▶ **What you should do**:
For the records below, output each line exactly as it appears, from the first through the line with "one marker per instance, written like [171,734]".

····················

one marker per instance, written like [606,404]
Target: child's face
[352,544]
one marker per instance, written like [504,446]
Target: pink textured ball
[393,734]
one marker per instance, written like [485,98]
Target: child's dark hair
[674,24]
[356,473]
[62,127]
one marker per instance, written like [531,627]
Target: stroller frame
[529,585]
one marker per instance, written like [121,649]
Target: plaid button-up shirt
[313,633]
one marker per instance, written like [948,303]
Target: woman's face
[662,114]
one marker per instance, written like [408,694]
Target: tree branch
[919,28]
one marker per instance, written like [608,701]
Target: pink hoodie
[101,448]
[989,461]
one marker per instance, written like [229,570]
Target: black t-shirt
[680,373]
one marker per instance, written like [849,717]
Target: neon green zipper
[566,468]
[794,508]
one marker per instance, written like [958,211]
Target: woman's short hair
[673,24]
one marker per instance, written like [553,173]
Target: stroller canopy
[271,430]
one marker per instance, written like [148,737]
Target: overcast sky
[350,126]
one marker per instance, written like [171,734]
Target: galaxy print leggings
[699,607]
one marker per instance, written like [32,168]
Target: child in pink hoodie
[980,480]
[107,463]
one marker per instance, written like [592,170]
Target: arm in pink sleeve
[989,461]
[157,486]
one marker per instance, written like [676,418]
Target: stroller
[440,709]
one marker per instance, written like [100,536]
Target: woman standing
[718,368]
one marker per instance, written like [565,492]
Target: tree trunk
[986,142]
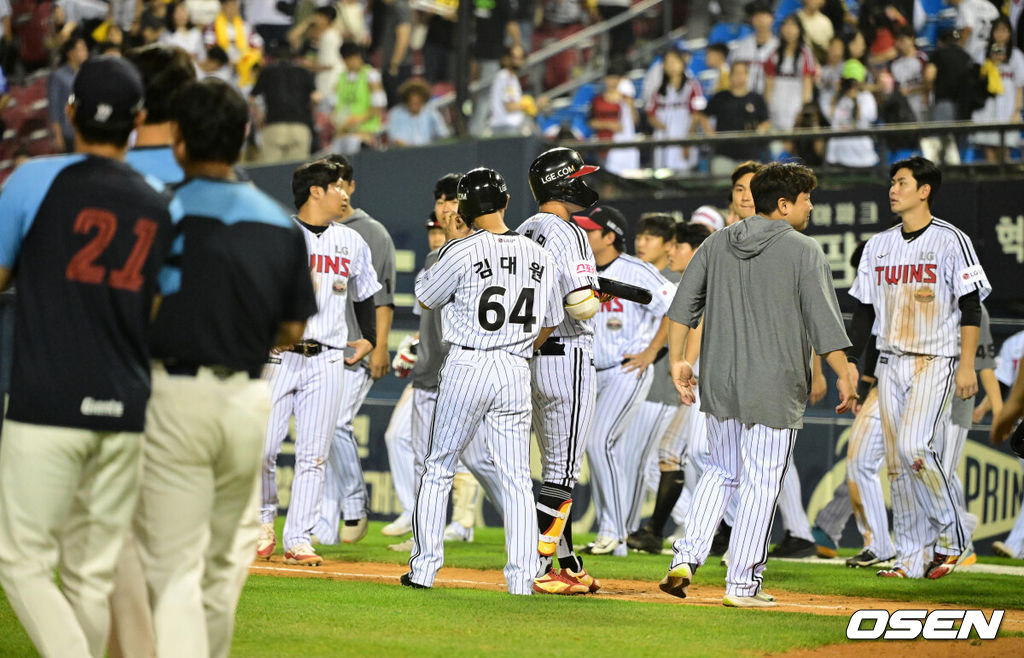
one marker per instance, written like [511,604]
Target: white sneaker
[458,532]
[401,525]
[267,541]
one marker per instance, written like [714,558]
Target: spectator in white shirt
[507,117]
[183,34]
[853,108]
[974,19]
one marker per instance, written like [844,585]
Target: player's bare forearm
[818,385]
[993,396]
[692,352]
[1013,408]
[642,359]
[967,378]
[543,336]
[677,341]
[380,359]
[846,381]
[289,334]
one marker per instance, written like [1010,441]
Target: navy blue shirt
[238,268]
[86,237]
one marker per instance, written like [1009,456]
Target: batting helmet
[557,174]
[480,191]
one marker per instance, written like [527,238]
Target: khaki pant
[285,142]
[67,496]
[196,522]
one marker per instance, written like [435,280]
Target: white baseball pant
[476,388]
[914,396]
[749,463]
[619,396]
[865,454]
[310,388]
[640,469]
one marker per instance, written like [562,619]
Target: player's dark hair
[448,186]
[212,119]
[749,167]
[779,180]
[692,233]
[216,53]
[720,48]
[328,12]
[320,173]
[658,225]
[349,49]
[165,70]
[925,172]
[347,172]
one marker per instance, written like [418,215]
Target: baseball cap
[108,91]
[710,217]
[600,218]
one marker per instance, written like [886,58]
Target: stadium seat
[728,32]
[784,8]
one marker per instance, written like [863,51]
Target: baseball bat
[624,291]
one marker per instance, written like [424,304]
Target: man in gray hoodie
[766,296]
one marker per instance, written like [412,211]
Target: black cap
[481,191]
[600,218]
[108,91]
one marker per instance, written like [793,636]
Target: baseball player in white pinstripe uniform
[307,380]
[622,329]
[500,296]
[766,297]
[655,237]
[1008,371]
[345,492]
[921,287]
[563,373]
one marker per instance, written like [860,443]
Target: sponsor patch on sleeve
[973,274]
[583,267]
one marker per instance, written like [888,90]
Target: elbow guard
[582,305]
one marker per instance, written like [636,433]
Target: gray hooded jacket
[766,295]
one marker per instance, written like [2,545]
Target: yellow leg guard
[548,540]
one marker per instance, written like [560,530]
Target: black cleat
[407,581]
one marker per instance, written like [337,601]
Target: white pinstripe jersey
[915,287]
[340,264]
[500,291]
[574,260]
[627,327]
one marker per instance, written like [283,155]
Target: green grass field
[320,617]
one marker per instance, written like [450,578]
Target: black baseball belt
[309,348]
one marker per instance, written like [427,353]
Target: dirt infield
[700,595]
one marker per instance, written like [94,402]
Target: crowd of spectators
[356,74]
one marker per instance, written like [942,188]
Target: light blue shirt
[416,130]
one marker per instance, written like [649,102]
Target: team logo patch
[925,295]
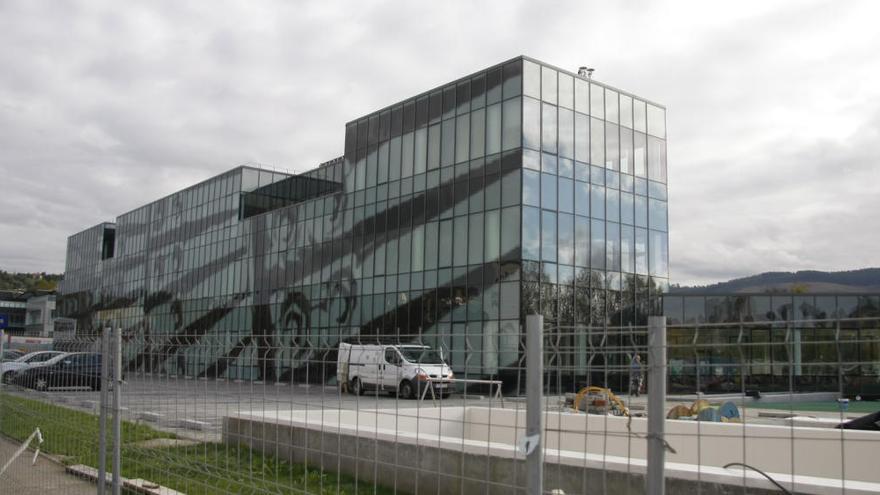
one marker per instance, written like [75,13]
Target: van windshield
[421,355]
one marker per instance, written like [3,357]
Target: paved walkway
[45,477]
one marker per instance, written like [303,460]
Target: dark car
[79,369]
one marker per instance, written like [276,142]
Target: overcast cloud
[774,107]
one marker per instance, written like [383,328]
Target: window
[548,191]
[582,198]
[531,124]
[582,241]
[548,236]
[612,205]
[612,147]
[510,233]
[512,79]
[531,188]
[531,233]
[548,128]
[566,195]
[493,129]
[612,245]
[597,101]
[447,144]
[581,138]
[597,201]
[462,132]
[656,159]
[597,244]
[566,239]
[657,215]
[659,256]
[626,208]
[446,242]
[548,85]
[597,142]
[641,251]
[611,106]
[626,151]
[626,111]
[475,239]
[566,133]
[656,121]
[531,79]
[627,249]
[582,96]
[511,127]
[566,91]
[640,154]
[640,121]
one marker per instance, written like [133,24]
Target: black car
[79,369]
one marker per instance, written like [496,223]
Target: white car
[401,369]
[34,359]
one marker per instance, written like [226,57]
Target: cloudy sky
[774,107]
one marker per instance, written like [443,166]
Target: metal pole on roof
[532,444]
[102,415]
[117,421]
[656,478]
[2,350]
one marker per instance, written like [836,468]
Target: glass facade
[774,342]
[453,214]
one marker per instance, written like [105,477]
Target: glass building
[521,188]
[774,342]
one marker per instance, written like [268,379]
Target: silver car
[28,361]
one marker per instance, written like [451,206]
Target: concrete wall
[816,452]
[441,469]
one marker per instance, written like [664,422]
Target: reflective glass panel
[566,239]
[548,191]
[531,233]
[548,236]
[531,79]
[548,85]
[597,244]
[548,128]
[531,123]
[597,142]
[611,106]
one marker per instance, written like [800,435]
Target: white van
[404,370]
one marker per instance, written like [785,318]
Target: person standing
[635,375]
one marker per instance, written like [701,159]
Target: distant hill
[802,282]
[28,282]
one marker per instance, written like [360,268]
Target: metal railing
[747,408]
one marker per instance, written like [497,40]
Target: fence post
[117,421]
[2,349]
[656,404]
[102,413]
[534,392]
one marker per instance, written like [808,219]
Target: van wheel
[406,390]
[356,388]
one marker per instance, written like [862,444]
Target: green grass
[203,468]
[819,406]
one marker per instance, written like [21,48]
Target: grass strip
[202,468]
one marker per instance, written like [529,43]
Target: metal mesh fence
[750,408]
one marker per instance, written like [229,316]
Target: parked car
[11,355]
[33,359]
[77,369]
[401,369]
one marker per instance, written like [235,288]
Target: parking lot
[194,408]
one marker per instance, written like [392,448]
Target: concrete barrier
[472,449]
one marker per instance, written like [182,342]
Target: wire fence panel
[750,408]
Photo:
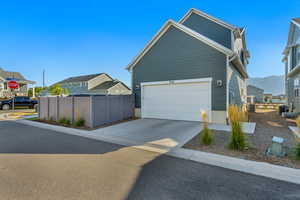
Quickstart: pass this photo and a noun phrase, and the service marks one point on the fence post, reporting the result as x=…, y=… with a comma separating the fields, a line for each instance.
x=57, y=108
x=73, y=110
x=92, y=111
x=39, y=107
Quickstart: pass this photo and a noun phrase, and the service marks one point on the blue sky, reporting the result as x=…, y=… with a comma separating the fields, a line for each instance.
x=69, y=38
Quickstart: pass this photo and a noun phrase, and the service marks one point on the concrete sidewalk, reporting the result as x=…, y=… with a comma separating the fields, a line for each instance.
x=247, y=166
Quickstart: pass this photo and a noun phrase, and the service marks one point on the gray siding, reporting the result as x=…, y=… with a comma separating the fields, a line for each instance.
x=234, y=88
x=256, y=92
x=292, y=100
x=296, y=35
x=95, y=110
x=209, y=29
x=179, y=56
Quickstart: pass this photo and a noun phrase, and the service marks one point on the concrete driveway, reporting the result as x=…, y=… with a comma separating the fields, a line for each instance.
x=38, y=163
x=157, y=132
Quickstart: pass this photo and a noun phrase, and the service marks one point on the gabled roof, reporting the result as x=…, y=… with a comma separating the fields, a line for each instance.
x=13, y=75
x=109, y=84
x=75, y=79
x=8, y=74
x=216, y=20
x=255, y=87
x=296, y=21
x=192, y=33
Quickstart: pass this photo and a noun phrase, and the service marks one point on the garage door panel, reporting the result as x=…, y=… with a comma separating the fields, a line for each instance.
x=176, y=101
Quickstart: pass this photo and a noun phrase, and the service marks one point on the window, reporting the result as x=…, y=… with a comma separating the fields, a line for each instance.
x=298, y=55
x=296, y=91
x=296, y=82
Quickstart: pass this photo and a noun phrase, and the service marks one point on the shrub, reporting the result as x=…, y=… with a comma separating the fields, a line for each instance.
x=237, y=138
x=80, y=122
x=206, y=135
x=65, y=121
x=298, y=123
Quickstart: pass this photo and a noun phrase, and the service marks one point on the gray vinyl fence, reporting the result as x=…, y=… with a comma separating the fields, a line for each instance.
x=95, y=110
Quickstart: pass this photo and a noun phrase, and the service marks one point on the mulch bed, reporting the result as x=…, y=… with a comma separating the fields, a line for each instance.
x=83, y=128
x=269, y=124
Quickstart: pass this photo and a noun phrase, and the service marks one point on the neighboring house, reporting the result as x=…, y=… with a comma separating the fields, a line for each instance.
x=268, y=98
x=94, y=84
x=5, y=77
x=195, y=65
x=255, y=94
x=279, y=99
x=292, y=65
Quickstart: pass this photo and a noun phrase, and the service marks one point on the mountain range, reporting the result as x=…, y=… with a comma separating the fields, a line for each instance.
x=271, y=84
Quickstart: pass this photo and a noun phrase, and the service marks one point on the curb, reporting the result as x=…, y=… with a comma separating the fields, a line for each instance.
x=247, y=166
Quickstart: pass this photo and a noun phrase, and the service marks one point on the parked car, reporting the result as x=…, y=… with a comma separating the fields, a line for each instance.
x=20, y=101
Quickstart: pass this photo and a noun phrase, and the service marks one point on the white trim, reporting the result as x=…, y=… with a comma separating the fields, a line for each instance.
x=227, y=85
x=292, y=72
x=120, y=83
x=296, y=23
x=211, y=18
x=186, y=30
x=178, y=81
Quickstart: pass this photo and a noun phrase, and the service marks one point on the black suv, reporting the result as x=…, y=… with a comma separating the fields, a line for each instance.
x=18, y=102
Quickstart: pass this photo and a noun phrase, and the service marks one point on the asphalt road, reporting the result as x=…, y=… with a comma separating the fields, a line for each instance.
x=43, y=164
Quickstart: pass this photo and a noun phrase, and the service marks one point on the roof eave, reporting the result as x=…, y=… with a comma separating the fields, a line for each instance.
x=240, y=67
x=185, y=29
x=203, y=14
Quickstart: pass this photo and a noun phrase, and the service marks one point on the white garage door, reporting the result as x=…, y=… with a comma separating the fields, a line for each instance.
x=181, y=100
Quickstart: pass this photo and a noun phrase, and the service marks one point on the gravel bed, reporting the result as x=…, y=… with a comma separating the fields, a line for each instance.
x=269, y=124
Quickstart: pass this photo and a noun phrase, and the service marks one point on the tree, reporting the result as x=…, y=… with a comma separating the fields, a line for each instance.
x=58, y=90
x=37, y=91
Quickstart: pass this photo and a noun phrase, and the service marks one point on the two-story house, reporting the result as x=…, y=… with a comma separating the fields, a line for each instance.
x=93, y=84
x=292, y=66
x=194, y=65
x=5, y=77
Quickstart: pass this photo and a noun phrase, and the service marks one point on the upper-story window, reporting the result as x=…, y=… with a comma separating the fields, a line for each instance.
x=5, y=86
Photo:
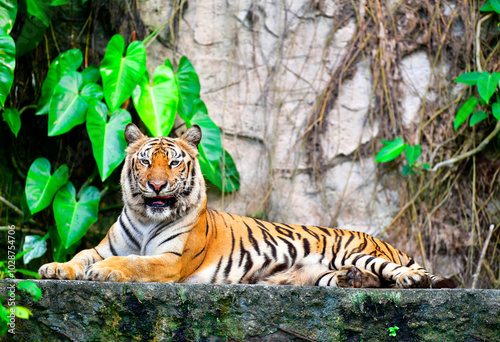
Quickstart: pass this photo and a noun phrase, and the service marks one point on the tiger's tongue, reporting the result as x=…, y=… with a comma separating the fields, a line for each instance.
x=161, y=199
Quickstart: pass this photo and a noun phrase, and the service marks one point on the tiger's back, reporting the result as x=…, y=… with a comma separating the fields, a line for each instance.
x=166, y=233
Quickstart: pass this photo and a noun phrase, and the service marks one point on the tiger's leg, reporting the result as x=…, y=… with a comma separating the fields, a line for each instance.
x=75, y=268
x=402, y=276
x=348, y=276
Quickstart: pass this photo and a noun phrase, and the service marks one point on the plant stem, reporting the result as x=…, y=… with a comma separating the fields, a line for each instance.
x=481, y=258
x=479, y=148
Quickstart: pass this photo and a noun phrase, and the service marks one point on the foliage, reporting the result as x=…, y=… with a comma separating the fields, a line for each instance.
x=74, y=93
x=8, y=309
x=486, y=84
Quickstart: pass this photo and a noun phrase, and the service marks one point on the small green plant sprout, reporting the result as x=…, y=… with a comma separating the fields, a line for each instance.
x=393, y=149
x=392, y=330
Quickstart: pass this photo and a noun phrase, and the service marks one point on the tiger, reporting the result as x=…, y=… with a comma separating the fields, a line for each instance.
x=166, y=233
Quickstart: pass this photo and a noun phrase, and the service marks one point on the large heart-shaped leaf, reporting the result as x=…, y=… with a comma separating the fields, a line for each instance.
x=13, y=119
x=8, y=12
x=465, y=110
x=40, y=9
x=67, y=107
x=64, y=63
x=120, y=74
x=108, y=138
x=58, y=251
x=7, y=65
x=91, y=74
x=486, y=85
x=36, y=245
x=391, y=150
x=211, y=144
x=74, y=218
x=31, y=35
x=157, y=104
x=189, y=87
x=222, y=173
x=41, y=185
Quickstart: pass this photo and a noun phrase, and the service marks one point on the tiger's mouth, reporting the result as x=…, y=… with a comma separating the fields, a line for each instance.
x=160, y=201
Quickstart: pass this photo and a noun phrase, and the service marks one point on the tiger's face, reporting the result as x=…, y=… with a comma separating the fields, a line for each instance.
x=161, y=178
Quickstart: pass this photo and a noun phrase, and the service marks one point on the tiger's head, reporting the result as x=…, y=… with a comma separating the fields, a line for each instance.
x=161, y=179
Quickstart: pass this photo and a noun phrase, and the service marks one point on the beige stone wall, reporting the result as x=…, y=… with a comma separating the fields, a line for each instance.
x=262, y=66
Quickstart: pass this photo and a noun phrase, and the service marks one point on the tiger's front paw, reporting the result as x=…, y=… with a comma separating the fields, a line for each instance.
x=101, y=272
x=63, y=271
x=413, y=279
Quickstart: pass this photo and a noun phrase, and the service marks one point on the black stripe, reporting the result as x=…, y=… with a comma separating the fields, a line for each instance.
x=306, y=246
x=311, y=232
x=382, y=268
x=325, y=230
x=113, y=250
x=216, y=271
x=230, y=261
x=128, y=233
x=284, y=231
x=252, y=239
x=291, y=249
x=173, y=237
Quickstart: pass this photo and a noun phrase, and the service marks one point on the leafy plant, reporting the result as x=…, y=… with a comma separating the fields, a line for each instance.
x=8, y=309
x=72, y=95
x=393, y=330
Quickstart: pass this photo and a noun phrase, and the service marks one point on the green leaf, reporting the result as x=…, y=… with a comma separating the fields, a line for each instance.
x=391, y=151
x=30, y=288
x=221, y=173
x=211, y=144
x=189, y=87
x=22, y=312
x=40, y=9
x=108, y=138
x=13, y=119
x=41, y=185
x=157, y=104
x=487, y=84
x=67, y=107
x=465, y=110
x=73, y=218
x=92, y=91
x=90, y=74
x=8, y=12
x=412, y=153
x=64, y=63
x=469, y=78
x=7, y=65
x=31, y=35
x=496, y=110
x=120, y=74
x=407, y=169
x=58, y=251
x=491, y=6
x=37, y=246
x=477, y=117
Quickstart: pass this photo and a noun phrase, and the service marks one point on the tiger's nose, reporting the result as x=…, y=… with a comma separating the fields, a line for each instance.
x=157, y=187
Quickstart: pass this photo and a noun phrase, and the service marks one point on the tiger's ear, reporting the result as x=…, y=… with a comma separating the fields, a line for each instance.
x=132, y=133
x=192, y=136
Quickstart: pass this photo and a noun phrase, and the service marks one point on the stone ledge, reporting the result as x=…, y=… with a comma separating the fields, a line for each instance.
x=91, y=311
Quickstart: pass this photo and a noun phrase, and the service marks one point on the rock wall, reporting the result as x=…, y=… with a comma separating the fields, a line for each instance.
x=263, y=65
x=93, y=311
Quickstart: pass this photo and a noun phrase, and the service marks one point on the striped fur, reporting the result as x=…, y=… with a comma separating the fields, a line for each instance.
x=166, y=233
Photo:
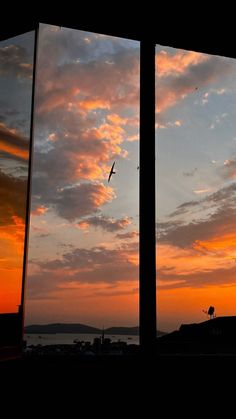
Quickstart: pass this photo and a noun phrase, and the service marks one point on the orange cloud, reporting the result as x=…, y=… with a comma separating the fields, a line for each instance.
x=173, y=64
x=13, y=143
x=15, y=151
x=94, y=103
x=11, y=264
x=39, y=211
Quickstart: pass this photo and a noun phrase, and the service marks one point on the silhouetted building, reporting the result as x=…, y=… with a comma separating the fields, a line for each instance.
x=10, y=329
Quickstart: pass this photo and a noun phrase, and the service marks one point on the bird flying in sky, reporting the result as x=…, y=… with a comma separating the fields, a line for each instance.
x=111, y=172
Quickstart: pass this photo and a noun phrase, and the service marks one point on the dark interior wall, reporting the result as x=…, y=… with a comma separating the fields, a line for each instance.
x=180, y=26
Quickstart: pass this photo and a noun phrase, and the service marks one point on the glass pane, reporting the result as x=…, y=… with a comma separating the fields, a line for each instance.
x=195, y=175
x=83, y=250
x=16, y=68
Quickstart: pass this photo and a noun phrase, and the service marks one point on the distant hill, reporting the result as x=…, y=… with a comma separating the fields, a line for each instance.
x=60, y=328
x=81, y=328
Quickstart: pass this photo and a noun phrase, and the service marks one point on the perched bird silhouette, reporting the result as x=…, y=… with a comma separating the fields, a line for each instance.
x=111, y=172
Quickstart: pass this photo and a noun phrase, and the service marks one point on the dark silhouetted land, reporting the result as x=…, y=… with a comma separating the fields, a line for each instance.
x=81, y=328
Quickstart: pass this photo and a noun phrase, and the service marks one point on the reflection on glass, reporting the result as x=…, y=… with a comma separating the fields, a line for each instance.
x=16, y=67
x=195, y=174
x=83, y=250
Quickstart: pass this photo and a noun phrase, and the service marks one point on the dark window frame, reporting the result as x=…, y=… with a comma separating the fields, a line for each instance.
x=147, y=268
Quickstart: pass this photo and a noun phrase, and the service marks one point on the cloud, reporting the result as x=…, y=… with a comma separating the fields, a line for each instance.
x=105, y=223
x=97, y=265
x=79, y=127
x=182, y=72
x=74, y=201
x=228, y=170
x=127, y=236
x=190, y=173
x=13, y=145
x=199, y=279
x=39, y=211
x=12, y=198
x=15, y=62
x=174, y=64
x=220, y=221
x=201, y=191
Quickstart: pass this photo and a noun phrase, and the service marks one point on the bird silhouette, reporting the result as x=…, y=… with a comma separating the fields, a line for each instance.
x=111, y=172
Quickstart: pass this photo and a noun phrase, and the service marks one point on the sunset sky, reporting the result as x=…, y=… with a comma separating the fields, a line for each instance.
x=83, y=250
x=196, y=188
x=84, y=237
x=16, y=56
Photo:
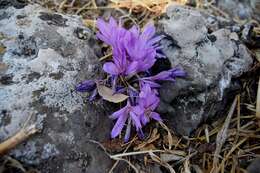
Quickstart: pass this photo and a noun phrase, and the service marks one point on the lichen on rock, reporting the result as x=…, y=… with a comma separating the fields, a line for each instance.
x=44, y=59
x=213, y=62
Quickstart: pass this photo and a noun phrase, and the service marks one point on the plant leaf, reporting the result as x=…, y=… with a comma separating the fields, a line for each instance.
x=108, y=94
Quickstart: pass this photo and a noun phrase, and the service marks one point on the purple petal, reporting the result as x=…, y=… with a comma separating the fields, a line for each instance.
x=136, y=120
x=110, y=68
x=132, y=68
x=128, y=130
x=149, y=31
x=120, y=112
x=93, y=95
x=118, y=126
x=144, y=119
x=155, y=116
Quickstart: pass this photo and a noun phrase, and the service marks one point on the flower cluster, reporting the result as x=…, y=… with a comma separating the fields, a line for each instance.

····················

▶ **Task answer**:
one marker per instance, written like [606,404]
Target: child's face
[352,544]
one marker per instance, written like [504,446]
Target: pink textured ball
[393,734]
one marker per instance, written like [485,98]
Target: child's dark hair
[674,24]
[356,473]
[62,127]
one marker per instance, written like [531,627]
Target: stroller frame
[529,585]
one marker per instance, written like [121,649]
Target: plaid button-up shirt
[313,633]
one marker per instance, written like [948,303]
Target: woman's face
[662,114]
one marker per instance, written like [408,694]
Target: tree branch
[919,28]
one marker per instance, written like [608,701]
Target: pink hoodie
[101,448]
[989,461]
one marker per instance, written like [229,570]
Target: black t-shirt
[680,373]
one marker per instance, written like [849,717]
Target: neon green zipper
[566,468]
[794,508]
one marker per instance, written like [958,211]
Target: woman's short hair
[673,24]
one marker per instance, written like [553,173]
Target: stroller canopy
[271,430]
one marker per instance, written like [148,737]
Target: overcast sky
[350,126]
one marker per instance, written like [171,734]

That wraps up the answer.